(Stored data)
· · · ·

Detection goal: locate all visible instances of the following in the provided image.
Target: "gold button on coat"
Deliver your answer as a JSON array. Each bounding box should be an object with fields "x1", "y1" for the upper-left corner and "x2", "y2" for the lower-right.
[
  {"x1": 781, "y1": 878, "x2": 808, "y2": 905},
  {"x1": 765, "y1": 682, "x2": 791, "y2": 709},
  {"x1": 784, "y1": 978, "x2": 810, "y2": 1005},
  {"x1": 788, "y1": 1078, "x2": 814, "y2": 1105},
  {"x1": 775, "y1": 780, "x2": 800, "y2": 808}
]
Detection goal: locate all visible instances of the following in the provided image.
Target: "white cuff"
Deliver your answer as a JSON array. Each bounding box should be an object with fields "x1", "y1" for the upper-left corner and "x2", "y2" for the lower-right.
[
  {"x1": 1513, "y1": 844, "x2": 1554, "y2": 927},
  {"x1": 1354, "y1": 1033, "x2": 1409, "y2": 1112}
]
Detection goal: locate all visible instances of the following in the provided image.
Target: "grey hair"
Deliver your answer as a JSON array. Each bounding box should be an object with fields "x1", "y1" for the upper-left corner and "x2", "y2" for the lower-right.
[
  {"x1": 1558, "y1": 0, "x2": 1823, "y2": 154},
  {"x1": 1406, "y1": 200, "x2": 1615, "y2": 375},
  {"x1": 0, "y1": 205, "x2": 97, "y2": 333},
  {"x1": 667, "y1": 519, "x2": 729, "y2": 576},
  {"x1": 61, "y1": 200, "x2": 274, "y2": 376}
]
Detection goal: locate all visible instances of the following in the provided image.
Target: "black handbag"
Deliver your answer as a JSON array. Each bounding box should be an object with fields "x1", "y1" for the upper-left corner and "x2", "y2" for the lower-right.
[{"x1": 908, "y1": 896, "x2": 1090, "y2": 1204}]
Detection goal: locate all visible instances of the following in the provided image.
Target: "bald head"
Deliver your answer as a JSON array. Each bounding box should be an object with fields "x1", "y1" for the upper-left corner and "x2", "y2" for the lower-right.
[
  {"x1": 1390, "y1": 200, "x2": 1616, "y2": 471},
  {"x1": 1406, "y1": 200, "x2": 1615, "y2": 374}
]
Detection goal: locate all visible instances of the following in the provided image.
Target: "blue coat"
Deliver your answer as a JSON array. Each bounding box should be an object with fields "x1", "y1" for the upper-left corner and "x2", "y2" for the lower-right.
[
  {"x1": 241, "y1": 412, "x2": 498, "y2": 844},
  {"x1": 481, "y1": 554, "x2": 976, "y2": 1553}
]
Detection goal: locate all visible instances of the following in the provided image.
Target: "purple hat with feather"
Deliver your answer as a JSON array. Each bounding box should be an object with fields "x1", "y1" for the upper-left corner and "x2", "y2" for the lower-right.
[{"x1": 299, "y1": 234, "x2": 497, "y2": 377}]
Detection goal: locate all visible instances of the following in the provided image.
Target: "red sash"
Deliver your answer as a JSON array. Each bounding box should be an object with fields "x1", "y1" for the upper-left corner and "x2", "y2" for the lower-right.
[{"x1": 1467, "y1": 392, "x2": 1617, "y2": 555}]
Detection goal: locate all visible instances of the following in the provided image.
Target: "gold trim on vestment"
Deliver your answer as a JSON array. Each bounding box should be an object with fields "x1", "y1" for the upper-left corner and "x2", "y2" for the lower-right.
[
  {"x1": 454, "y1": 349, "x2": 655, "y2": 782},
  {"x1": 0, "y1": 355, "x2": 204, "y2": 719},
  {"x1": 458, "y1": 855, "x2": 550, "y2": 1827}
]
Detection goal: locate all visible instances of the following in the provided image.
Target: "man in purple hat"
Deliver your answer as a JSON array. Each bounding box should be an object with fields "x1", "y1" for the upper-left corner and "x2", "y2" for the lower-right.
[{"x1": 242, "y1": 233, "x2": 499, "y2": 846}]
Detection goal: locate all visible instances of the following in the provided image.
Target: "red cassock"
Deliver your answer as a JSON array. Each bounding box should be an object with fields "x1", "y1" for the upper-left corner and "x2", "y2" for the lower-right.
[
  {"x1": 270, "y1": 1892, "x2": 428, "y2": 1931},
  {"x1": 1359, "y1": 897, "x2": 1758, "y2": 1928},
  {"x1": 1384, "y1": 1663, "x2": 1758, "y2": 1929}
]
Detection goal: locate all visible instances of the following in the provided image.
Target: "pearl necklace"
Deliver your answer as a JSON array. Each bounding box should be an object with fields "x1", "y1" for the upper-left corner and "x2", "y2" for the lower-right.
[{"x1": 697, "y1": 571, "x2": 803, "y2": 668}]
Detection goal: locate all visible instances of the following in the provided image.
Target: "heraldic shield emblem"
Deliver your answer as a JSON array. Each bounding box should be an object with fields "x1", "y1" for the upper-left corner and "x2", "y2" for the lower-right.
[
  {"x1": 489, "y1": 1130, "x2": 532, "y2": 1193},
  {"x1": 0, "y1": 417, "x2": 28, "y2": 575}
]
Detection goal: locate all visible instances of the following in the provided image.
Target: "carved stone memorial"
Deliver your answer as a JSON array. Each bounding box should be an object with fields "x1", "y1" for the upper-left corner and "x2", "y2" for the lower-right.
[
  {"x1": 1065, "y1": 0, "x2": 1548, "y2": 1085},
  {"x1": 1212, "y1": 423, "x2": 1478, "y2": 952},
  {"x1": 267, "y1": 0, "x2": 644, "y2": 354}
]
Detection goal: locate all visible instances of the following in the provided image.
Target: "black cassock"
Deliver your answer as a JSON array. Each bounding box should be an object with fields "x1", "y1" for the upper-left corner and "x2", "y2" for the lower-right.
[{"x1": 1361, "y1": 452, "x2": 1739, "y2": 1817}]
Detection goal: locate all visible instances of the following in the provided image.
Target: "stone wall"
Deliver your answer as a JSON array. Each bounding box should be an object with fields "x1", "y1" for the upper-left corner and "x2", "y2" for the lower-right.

· · · ·

■ **Aim of the task**
Search the records for the word "purple" and copy out every line that holds it.

■ **Reply**
Target: "purple hat with feather"
Target: "man in purple hat"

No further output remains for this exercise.